[Work instructions] All records that follow are to be output exactly.

[Data provided]
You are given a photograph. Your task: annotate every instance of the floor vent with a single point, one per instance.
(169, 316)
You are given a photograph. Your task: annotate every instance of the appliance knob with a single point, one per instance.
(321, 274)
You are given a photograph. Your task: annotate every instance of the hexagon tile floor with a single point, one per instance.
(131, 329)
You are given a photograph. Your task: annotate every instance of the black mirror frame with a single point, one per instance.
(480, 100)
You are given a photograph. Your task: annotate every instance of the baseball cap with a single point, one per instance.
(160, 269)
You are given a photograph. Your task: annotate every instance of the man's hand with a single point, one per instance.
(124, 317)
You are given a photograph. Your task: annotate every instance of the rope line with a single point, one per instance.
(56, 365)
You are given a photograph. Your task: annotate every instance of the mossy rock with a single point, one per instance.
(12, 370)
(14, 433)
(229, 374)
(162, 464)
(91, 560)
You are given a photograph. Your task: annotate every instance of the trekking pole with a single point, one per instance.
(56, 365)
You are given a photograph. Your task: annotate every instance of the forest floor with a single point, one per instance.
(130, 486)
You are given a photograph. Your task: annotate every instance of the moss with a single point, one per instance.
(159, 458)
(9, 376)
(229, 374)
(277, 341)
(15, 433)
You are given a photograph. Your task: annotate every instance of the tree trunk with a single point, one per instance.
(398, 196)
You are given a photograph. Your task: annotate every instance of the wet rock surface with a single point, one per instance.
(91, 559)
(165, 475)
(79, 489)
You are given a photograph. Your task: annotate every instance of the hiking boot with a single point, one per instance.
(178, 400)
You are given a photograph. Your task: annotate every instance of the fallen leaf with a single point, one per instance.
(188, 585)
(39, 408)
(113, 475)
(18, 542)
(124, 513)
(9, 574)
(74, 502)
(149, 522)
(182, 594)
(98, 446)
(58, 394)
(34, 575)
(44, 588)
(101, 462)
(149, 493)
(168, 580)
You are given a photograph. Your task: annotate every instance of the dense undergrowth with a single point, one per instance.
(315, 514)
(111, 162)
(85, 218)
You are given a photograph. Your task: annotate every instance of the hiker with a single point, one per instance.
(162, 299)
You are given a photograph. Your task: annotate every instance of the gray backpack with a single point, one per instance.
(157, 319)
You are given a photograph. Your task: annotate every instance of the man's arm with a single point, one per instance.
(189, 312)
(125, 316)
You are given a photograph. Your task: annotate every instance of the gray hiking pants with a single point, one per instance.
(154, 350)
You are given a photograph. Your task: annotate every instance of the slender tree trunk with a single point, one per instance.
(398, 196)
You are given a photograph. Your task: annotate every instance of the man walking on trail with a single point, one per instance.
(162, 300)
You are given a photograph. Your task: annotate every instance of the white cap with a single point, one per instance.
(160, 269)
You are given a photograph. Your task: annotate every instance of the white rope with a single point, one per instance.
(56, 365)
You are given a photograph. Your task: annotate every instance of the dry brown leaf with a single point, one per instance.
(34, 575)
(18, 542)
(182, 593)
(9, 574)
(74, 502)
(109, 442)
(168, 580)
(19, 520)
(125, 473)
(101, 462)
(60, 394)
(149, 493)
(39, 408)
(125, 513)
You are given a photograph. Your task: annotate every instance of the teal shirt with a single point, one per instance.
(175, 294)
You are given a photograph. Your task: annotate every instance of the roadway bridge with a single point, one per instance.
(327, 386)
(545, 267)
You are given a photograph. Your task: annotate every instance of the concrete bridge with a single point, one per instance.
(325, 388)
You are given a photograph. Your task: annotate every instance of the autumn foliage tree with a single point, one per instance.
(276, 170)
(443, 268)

[Your solution]
You are given a photograph. Your task: annotate every instance of the floor vent with a single point, one per instance.
(169, 316)
You are given a photograph. Your task: annotate every instance of the appliance knob with a single point, one per instance.
(321, 274)
You are given a photograph. Your task: annotate every instance of the hexagon tile floor with a single point, one per instance.
(131, 329)
You are given a photograph. Your task: annotate every instance of the black mirror frame with a single point, one per instance.
(480, 100)
You are given a photograph. Your task: annotate every instance of the baseball cap with a single point, one per instance.
(160, 269)
You are given a photograph. Your task: annotate every instance of the man's hand with a single point, one per instance.
(124, 317)
You are given a photograph. Your task: annotate every instance of the rope line with a single point, one per instance.
(56, 365)
You are given a photograph. Your task: annotate every instance of the mossy rock with a single point, one per instance.
(12, 370)
(14, 433)
(229, 374)
(162, 464)
(91, 560)
You are given a photograph. Your task: annotate every instance of the trekking pole with a single point, one per instance.
(56, 365)
You are given a photograph. Your task: annotate every instance of the forest floor with a single point, one per instance.
(130, 486)
You are given a photograph. Your task: annotate every instance of the moss with a single point, one per instance.
(159, 458)
(9, 376)
(229, 374)
(277, 341)
(15, 433)
You are given a photograph. Your task: annotate every instance of the tree trunk with a single point, one per instance.
(398, 196)
You are given a photograph. Your task: annotate every instance of the wet rock surface with a single point, one per instance.
(91, 559)
(165, 475)
(79, 489)
You are given a photograph. Your task: annotate every instance of the hiking boot with a single point, one per instance.
(178, 400)
You are given a photograph. Your task: annotate every instance of the fallen leaf with a single point, one per instance.
(188, 585)
(39, 408)
(113, 475)
(18, 542)
(124, 513)
(9, 574)
(74, 502)
(149, 522)
(182, 594)
(98, 446)
(58, 394)
(34, 575)
(44, 588)
(101, 462)
(149, 493)
(168, 580)
You are given a photograph. Your task: annotate every instance of the dense undergrowth with a single point, one per instance.
(315, 514)
(111, 162)
(85, 218)
You are given a photograph. Your task: annotate every instance of the hiker with a single point, one per instance.
(162, 299)
You are given a photograph. Your task: annotate every instance of the gray backpack with a single point, one per instance.
(157, 319)
You are given a photograph. Your task: annotate every instance of the man's arm with a single point, one per instance.
(189, 312)
(125, 316)
You are given a photograph. Your task: annotate every instance of the gray hiking pants with a single point, one per instance.
(154, 350)
You are given a photograph. Your task: annotate every instance of the slender tree trunk with a single point, one per instance.
(398, 196)
You are given a photograph. Your task: annotate every instance of the man walking on trail with a single point, one per instance.
(162, 300)
You are given a photograph. Your task: annotate every instance of the white cap with a single point, one per instance.
(160, 269)
You are given a photograph. Your task: annotate every instance of the white rope with a single point, one per instance.
(56, 365)
You are given a photograph. Your task: annotate every instance of the dry brown leaf with a single point, one per instance.
(34, 575)
(18, 542)
(182, 593)
(9, 574)
(74, 502)
(109, 442)
(168, 580)
(19, 520)
(125, 473)
(101, 462)
(60, 394)
(149, 493)
(39, 408)
(125, 513)
You are given a photograph. Your task: annotate every instance of the teal shirt with a single point, one per instance.
(175, 294)
You are given a photograph. Your task: annotate every instance of the roadway bridge with a single point, one per instance.
(327, 386)
(545, 267)
You are given a photograph. Your task: annotate every instance of the concrete bridge with a single point, one per instance.
(325, 388)
You are given a photograph. Your task: annotate every instance of the autumn foliage tree with a single point, one per instance.
(276, 170)
(443, 268)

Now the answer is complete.